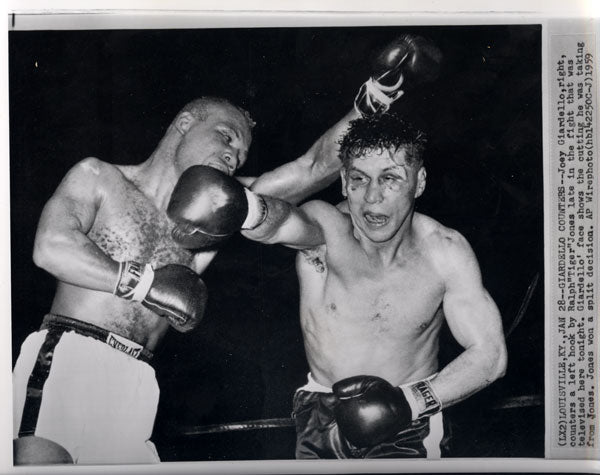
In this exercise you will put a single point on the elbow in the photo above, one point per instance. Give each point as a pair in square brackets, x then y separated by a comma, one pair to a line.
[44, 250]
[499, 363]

---

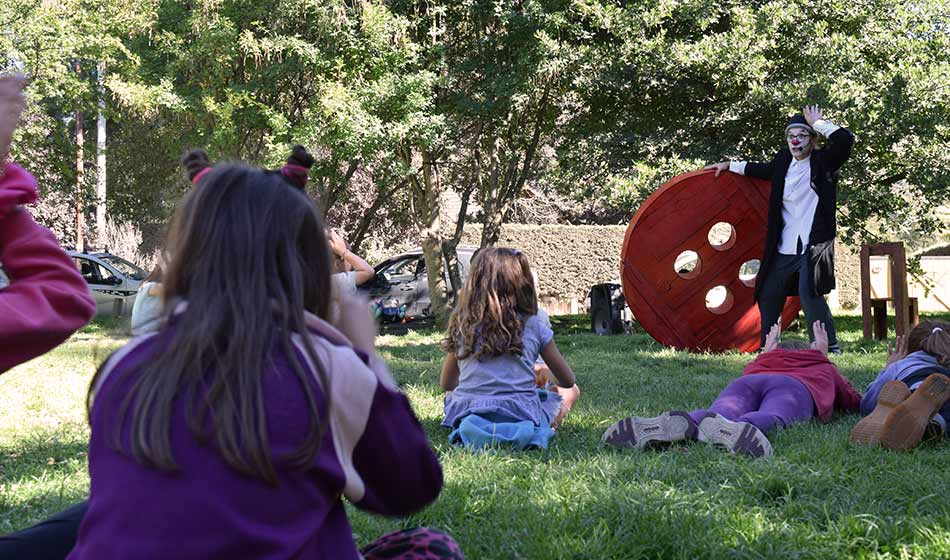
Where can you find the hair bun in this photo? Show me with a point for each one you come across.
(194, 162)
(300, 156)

### STATED EXERCISE
Pull out every line above that contains the string "photo". Case counts.

### TASK RESPONSE
In this exercise you will put a single point on the elbow in the photo above, one point per instance. Give each point as a pair in square brackets, x then y separated by a comma, one pair to a line.
Where can you find the hair bun in this photo? Show me with a point for each one you come across.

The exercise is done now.